Directions for this task → Set down each record exactly as written.

[start]

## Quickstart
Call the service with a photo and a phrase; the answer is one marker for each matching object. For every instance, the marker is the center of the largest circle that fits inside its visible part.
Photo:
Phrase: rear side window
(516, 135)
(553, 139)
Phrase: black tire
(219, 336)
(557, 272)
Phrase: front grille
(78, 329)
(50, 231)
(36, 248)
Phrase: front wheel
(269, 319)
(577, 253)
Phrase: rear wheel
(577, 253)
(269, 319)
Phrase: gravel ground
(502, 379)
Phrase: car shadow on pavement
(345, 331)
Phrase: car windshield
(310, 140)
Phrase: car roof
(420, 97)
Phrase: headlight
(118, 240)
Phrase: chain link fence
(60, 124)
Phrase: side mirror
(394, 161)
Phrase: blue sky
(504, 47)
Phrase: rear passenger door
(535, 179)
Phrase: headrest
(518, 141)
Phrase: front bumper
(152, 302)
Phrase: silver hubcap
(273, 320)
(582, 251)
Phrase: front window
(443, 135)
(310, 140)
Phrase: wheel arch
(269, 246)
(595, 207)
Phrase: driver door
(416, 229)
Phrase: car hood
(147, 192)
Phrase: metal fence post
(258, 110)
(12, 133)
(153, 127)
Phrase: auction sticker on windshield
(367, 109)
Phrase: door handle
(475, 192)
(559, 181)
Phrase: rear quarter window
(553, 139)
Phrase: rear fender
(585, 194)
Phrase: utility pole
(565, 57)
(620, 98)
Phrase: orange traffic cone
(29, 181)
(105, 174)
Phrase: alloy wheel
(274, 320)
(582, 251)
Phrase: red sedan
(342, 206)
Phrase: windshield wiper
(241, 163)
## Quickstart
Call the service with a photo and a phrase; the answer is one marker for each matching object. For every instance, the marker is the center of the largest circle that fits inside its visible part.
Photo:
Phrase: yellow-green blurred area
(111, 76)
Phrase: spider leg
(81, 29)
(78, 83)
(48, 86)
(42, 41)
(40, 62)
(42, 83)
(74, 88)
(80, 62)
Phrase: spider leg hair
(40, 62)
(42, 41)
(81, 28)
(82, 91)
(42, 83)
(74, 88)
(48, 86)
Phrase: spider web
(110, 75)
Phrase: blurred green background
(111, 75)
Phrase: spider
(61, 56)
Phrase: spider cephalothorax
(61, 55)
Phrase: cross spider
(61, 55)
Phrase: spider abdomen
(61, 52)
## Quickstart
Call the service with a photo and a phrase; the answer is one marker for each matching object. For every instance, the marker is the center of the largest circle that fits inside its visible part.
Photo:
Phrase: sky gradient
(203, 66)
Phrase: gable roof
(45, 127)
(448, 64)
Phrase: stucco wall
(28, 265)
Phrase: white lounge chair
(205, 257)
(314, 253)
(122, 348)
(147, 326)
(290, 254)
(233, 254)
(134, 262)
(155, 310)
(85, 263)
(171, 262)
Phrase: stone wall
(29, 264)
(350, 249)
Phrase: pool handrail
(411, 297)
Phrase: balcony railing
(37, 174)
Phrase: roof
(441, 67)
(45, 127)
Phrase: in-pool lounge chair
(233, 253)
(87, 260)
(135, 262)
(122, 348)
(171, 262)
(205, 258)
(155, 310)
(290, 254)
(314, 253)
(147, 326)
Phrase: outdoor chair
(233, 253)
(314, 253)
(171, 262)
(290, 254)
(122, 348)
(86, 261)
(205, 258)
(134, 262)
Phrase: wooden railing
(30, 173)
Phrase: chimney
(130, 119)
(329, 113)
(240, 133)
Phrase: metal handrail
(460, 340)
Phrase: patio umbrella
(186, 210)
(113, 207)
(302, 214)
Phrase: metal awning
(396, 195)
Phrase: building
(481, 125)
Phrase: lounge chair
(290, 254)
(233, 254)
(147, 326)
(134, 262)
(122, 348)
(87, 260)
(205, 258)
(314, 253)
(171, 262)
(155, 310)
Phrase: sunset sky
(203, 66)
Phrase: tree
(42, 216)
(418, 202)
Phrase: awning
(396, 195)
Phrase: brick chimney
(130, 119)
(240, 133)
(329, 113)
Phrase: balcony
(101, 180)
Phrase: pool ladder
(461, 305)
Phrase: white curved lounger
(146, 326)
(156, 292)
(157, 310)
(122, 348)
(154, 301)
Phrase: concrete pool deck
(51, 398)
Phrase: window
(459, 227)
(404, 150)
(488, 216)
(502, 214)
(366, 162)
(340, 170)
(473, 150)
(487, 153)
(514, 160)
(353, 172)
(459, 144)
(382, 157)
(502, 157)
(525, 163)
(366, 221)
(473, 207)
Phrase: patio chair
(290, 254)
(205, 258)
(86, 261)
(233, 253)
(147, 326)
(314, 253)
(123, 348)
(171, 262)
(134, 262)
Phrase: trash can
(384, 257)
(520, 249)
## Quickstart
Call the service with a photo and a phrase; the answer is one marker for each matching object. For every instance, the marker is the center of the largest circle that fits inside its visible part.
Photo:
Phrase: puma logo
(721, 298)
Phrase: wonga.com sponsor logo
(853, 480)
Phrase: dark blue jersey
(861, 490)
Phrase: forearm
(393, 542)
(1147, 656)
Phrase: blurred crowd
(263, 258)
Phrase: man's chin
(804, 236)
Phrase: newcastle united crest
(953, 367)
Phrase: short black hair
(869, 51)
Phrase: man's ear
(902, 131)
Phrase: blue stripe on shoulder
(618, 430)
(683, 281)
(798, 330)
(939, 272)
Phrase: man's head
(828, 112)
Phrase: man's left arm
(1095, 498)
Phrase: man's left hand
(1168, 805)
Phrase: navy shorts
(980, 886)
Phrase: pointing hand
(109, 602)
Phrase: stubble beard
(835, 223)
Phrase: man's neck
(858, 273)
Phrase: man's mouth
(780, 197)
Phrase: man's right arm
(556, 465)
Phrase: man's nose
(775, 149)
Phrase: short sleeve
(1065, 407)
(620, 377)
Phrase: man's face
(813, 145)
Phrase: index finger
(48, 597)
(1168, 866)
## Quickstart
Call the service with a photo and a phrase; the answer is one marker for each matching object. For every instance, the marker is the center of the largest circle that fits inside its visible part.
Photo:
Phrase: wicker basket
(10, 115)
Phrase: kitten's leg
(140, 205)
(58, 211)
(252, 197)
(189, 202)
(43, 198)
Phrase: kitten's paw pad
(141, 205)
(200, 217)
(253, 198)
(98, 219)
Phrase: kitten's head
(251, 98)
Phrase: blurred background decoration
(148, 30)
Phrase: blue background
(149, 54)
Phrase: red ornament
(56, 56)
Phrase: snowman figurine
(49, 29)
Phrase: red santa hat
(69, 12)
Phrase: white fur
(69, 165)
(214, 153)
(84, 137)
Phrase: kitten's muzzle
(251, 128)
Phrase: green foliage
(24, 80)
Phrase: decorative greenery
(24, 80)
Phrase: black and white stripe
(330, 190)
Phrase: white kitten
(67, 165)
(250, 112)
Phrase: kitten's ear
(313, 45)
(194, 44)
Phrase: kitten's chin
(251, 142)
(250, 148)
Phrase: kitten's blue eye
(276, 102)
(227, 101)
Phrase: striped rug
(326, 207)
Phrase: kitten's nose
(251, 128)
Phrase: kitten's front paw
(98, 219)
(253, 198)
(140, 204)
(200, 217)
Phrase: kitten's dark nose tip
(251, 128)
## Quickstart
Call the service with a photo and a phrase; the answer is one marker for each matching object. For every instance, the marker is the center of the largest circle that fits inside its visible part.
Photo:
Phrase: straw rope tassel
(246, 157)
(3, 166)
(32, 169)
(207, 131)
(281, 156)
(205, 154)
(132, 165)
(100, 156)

[end]

Final result →
## Quickstart
Call the service with a photo and a phrase; the answer is one marker for each matching object. For every instance, the marker is the center of the largest circle that fits inside its visible part.
Photo:
Phrase: rear side window
(516, 135)
(553, 139)
Phrase: black tire
(219, 336)
(557, 272)
Phrase: front grille
(78, 329)
(50, 231)
(36, 248)
Phrase: front wheel
(269, 319)
(577, 253)
Phrase: rear wheel
(577, 253)
(269, 319)
Phrase: gravel ground
(502, 379)
Phrase: car shadow on pavement
(345, 331)
Phrase: car windshield
(310, 140)
Phrase: car roof
(420, 97)
Phrase: headlight
(118, 240)
Phrase: chain link fence
(60, 124)
Phrase: side mirror
(394, 161)
Phrase: blue sky
(504, 47)
Phrase: rear passenger door
(535, 179)
Phrase: headrest
(518, 141)
Phrase: front bumper
(152, 302)
Phrase: silver hubcap
(273, 320)
(582, 251)
Phrase: front window
(443, 135)
(310, 140)
Phrase: wheel arch
(269, 246)
(595, 207)
Phrase: driver door
(416, 229)
Phrase: car hood
(147, 192)
Phrase: metal fence post
(258, 110)
(12, 133)
(153, 127)
Phrase: auction sticker on windshield
(367, 109)
Phrase: door handle
(475, 192)
(559, 181)
Phrase: rear quarter window
(553, 139)
Phrase: rear fender
(585, 194)
Phrase: utility pole
(565, 57)
(620, 98)
Phrase: orange traffic cone
(29, 181)
(105, 174)
Phrase: alloy wheel
(274, 320)
(582, 251)
Phrase: red sedan
(342, 206)
Phrase: windshield wiper
(241, 163)
## Quickstart
Call the service with a photo and a phrase; the answer is one marker for each matching object. For every instance, the marker is the center of the largest circle that fits inside its visible part.
Photo:
Phrase: yellow-green blurred area
(111, 76)
Phrase: spider leg
(81, 29)
(78, 83)
(48, 86)
(42, 41)
(40, 62)
(42, 83)
(74, 88)
(80, 62)
Phrase: spider leg hair
(40, 62)
(42, 41)
(81, 28)
(82, 91)
(42, 83)
(74, 88)
(48, 86)
Phrase: spider web
(110, 75)
Phrase: blurred green background
(111, 75)
Phrase: spider
(61, 56)
Phrase: spider cephalothorax
(61, 55)
Phrase: cross spider
(61, 55)
Phrase: spider abdomen
(61, 52)
## Quickstart
Call the service with a photo and a phrase; the answer is one marker for each matching object. For every instance, the marker is the center of the largest circle that fits inside its visible part.
Photo:
Phrase: sky gradient
(203, 66)
Phrase: gable roof
(45, 127)
(448, 64)
Phrase: stucco wall
(28, 265)
Phrase: white lounge chair
(205, 257)
(314, 253)
(122, 348)
(147, 326)
(290, 254)
(233, 254)
(134, 262)
(155, 310)
(85, 263)
(171, 262)
Phrase: stone wall
(29, 264)
(350, 249)
Phrase: pool handrail
(411, 297)
Phrase: balcony railing
(37, 174)
Phrase: roof
(441, 67)
(45, 127)
Phrase: in-pool lounge chair
(233, 253)
(87, 260)
(135, 262)
(122, 348)
(171, 262)
(205, 258)
(155, 310)
(290, 254)
(314, 253)
(147, 326)
Phrase: outdoor chair
(233, 253)
(314, 253)
(171, 262)
(290, 254)
(122, 348)
(86, 261)
(205, 258)
(134, 262)
Phrase: wooden railing
(30, 173)
Phrase: chimney
(130, 119)
(329, 113)
(240, 133)
Phrase: metal handrail
(460, 340)
Phrase: patio umbrella
(186, 210)
(113, 207)
(302, 214)
Phrase: metal awning
(396, 195)
Phrase: building
(481, 125)
Phrase: lounge chair
(290, 254)
(233, 254)
(147, 326)
(134, 262)
(122, 348)
(87, 260)
(205, 258)
(314, 253)
(171, 262)
(155, 310)
Phrase: sunset sky
(203, 66)
Phrase: tree
(42, 216)
(418, 202)
Phrase: awning
(396, 195)
Phrase: brick chimney
(130, 119)
(240, 133)
(329, 113)
Phrase: balcony
(101, 180)
Phrase: pool ladder
(461, 305)
Phrase: white curved lounger
(146, 326)
(156, 292)
(157, 310)
(122, 348)
(154, 301)
Phrase: concrete pool deck
(51, 398)
Phrase: window
(459, 227)
(404, 150)
(488, 216)
(502, 214)
(366, 162)
(340, 170)
(473, 150)
(487, 153)
(514, 160)
(353, 172)
(459, 144)
(382, 157)
(502, 157)
(525, 163)
(366, 221)
(473, 207)
Phrase: patio chair
(290, 254)
(205, 258)
(86, 261)
(233, 253)
(147, 326)
(314, 253)
(123, 348)
(171, 262)
(134, 262)
Phrase: trash can
(384, 257)
(520, 249)
## Quickstart
Call the service with a photo and a phrase; the answer is one marker for each matching object. For every instance, the marker is the center of the largest circle that fits inside its visible part.
Photo:
Phrase: puma logo
(721, 298)
Phrase: wonga.com sponsor logo
(853, 480)
Phrase: dark blue jersey
(861, 490)
Phrase: forearm
(393, 542)
(1147, 656)
Phrase: blurred crowd
(263, 258)
Phrase: man's chin
(804, 236)
Phrase: newcastle united crest
(953, 367)
Phrase: short black hair
(869, 51)
Phrase: man's ear
(902, 131)
Phrase: blue stripe on shoulder
(618, 430)
(683, 281)
(798, 330)
(939, 272)
Phrase: man's head
(828, 112)
Phrase: man's left arm
(1095, 498)
Phrase: man's left hand
(1168, 805)
Phrase: navy shorts
(980, 886)
Phrase: pointing hand
(109, 602)
Phrase: stubble beard
(835, 223)
Phrase: man's neck
(858, 273)
Phrase: man's mouth
(780, 197)
Phrase: man's right arm
(556, 465)
Phrase: man's nose
(775, 149)
Phrase: short sleeve
(1065, 407)
(620, 377)
Phrase: man's face
(813, 145)
Phrase: index finger
(48, 597)
(1168, 866)
## Quickstart
Call the service with a photo and a phrase; the answer is one marker for each matching object. For every instance, the marker is the center of the largest circle that fits inside its visible part.
Photo:
Phrase: wicker basket
(10, 115)
Phrase: kitten's leg
(140, 205)
(58, 211)
(252, 197)
(189, 202)
(43, 198)
Phrase: kitten's paw pad
(141, 205)
(200, 217)
(253, 198)
(98, 219)
Phrase: kitten's head
(251, 98)
Phrase: blurred background decoration
(148, 30)
Phrase: blue background
(149, 54)
Phrase: red ornament
(56, 56)
Phrase: snowman figurine
(49, 29)
Phrase: red santa hat
(69, 12)
Phrase: white fur
(69, 165)
(214, 153)
(84, 137)
Phrase: kitten's muzzle
(251, 128)
Phrase: green foliage
(24, 80)
Phrase: decorative greenery
(24, 80)
Phrase: black and white stripe
(330, 190)
Phrase: white kitten
(67, 165)
(250, 112)
Phrase: kitten's ear
(313, 45)
(194, 44)
Phrase: kitten's chin
(251, 142)
(250, 148)
Phrase: kitten's blue eye
(276, 102)
(227, 101)
Phrase: striped rug
(326, 207)
Phrase: kitten's nose
(251, 128)
Phrase: kitten's front paw
(98, 219)
(253, 198)
(140, 204)
(200, 217)
Phrase: kitten's dark nose tip
(251, 128)
## Quickstart
Call the service with a photo and a phrase; the answer is one marker for each matching object. For every instance, the marker is the center of the largest circle that fits inside its visible part.
Photo:
Phrase: straw rope tassel
(246, 157)
(3, 166)
(32, 169)
(207, 131)
(281, 156)
(205, 154)
(132, 165)
(100, 156)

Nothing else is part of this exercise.